Home » » Mahasiswi Muslim Turki Akhirnya Raih Kebebasan Berjilbab

Mahasiswi Muslim Turki Akhirnya Raih Kebebasan Berjilbab

Written By Unknown on Sabtu, 15 Januari 2011 | 17.27

ISTANBUL – Setelah bertahun-tahun menyangkal hak untuk mengenakan jilbab di kampus, para siswa Muslim akhirnya menikmati mengenakan jilbab di universitas-univeristas Turki, meskipun terdapat penentangan sekuler yang terus bertumbuh.

"Saya merasa senang bahwa saya tidak harus berhenti di sebuah Masjid di tengah perjalanan saya dan berganti mengenakan wig saya," Yasemin Derbaz mengatakan kepada kantor berita BBC Online pada Jum'at (31/12) waktu setempat.

Selama bertahun-tahun, Derbaz biasanya menyembunyikan jilbabnya sebelum melangkah masuk ke kampus.

Setiap kali ia masuk ke universitas, ia harus berhenti terlebih dahulu di sebuah Masjid terdekat untuk mengganti jilbabnya dengan sebuah wig dengan tujuan untuk diperbolehkan masuk ke dalam kampus.
Namun sekarang, hal ini telah berubah setelah pemerintah mengeluarkan sebuah peringatan keras kepada universitas-univeritas yang melarang jilbab di kampus.

Pada September lalu, Dewan Pendidikan Tinggi memerintahkan Universitas Istambul, salah satu yang terbesar di negara tersebut, untuk mengkahiri pelarangan jilbabnya. Peraturan tersebut mencakup hampir semua universitas Turki.

- - - -

Instruksi singkat a: Tolong tuliskan kembali baris-baris entri tanpa perubahan, mulai dari baris yang memuat "of the grassy" sampai dengan baris terakhir entri, keduanya termasuk.
Artikel dan entri merupakan dua bahan yang terpisah satu sama lain.

Data yang diberikan:
- - - -

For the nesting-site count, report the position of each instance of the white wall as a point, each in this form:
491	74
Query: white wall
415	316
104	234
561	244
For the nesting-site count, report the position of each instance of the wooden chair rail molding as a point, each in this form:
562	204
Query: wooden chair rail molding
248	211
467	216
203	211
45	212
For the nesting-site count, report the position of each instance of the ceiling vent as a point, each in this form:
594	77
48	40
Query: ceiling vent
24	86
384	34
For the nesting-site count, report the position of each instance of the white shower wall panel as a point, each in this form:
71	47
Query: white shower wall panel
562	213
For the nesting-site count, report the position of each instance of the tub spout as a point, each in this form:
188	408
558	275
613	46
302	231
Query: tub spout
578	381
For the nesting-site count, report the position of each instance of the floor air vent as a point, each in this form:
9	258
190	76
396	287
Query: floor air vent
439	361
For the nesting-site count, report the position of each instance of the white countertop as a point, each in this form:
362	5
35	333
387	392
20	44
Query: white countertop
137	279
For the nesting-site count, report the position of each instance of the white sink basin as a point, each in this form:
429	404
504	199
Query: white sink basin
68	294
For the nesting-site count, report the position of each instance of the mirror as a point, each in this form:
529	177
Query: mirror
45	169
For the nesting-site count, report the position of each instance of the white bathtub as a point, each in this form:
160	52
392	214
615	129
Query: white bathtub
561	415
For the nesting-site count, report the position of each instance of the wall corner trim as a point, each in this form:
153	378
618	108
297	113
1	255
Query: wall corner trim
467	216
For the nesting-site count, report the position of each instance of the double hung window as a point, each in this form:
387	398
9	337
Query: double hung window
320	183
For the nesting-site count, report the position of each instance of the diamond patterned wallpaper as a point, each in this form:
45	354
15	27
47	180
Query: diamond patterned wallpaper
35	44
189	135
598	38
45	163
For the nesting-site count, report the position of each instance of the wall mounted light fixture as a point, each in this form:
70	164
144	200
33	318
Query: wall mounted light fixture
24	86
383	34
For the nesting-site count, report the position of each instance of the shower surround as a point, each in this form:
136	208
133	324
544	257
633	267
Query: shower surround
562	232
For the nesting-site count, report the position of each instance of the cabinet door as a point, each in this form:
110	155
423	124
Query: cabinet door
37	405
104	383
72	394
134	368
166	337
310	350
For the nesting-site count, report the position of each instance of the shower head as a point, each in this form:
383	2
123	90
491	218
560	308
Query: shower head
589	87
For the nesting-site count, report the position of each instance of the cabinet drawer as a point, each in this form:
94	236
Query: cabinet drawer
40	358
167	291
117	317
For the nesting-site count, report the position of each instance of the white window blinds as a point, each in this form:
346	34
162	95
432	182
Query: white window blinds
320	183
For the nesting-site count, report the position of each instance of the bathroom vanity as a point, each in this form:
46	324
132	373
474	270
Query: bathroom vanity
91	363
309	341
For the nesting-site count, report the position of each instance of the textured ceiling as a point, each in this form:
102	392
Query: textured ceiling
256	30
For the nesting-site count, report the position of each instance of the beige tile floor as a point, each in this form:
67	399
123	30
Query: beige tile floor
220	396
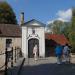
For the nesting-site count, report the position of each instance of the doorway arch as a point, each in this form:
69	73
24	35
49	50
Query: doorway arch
31	43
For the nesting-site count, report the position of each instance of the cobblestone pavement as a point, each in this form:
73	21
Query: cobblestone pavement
45	66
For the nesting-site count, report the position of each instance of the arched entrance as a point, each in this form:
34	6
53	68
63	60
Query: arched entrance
31	44
50	47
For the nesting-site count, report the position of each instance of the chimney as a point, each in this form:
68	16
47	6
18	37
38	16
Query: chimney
22	18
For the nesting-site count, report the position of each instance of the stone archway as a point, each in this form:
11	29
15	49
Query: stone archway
31	44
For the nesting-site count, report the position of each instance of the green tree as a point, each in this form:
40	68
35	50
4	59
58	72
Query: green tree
7	15
71	34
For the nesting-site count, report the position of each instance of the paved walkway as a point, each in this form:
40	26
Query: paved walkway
45	66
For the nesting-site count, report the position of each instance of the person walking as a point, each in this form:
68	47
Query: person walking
58	52
66	53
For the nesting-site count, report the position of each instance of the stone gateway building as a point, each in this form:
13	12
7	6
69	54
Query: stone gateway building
33	33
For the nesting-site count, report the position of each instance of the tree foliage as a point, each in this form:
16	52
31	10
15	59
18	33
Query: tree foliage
7	15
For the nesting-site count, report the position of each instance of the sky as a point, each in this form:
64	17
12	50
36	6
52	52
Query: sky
43	10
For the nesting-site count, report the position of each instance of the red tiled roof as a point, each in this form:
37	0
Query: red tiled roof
60	39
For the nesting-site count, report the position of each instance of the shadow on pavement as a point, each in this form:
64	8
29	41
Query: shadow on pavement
46	69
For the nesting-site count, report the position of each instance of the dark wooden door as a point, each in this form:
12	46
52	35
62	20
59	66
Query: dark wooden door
31	44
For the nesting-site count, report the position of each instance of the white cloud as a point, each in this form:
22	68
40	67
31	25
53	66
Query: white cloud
64	15
50	22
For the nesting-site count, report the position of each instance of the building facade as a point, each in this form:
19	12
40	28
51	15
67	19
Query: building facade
33	33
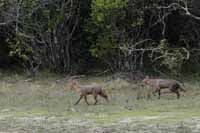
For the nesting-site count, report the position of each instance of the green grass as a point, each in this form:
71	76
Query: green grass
129	103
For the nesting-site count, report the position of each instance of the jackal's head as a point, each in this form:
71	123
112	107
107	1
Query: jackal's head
145	80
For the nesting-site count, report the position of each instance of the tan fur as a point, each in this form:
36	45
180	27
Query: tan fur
158	84
83	91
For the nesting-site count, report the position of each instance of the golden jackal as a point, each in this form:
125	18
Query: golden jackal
158	84
83	91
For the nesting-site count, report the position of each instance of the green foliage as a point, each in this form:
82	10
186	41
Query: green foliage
173	58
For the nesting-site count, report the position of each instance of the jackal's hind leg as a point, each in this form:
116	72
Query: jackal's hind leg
85	97
79	100
95	98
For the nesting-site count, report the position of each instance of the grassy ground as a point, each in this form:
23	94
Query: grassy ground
45	104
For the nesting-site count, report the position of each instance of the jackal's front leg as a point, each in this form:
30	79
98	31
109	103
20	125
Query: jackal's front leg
85	97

- - - -

Instruksi singkat b: Menurut artikel, universitas mana yang pada September lalu diperintahkan oleh Dewan Pendidikan Tinggi untuk mengakhiri larangan jilbabnya?

Jawaban lengkap a:
For the nesting-site count, report the position of each instance of the grassy ground as a point, each in this form:
23	94
Query: grassy ground
45	104
For the nesting-site count, report the position of each instance of the jackal's front leg as a point, each in this form:
30	79
98	31
109	103
20	125
Query: jackal's front leg
85	97

Jawaban lengkap b: Universitas Istambul.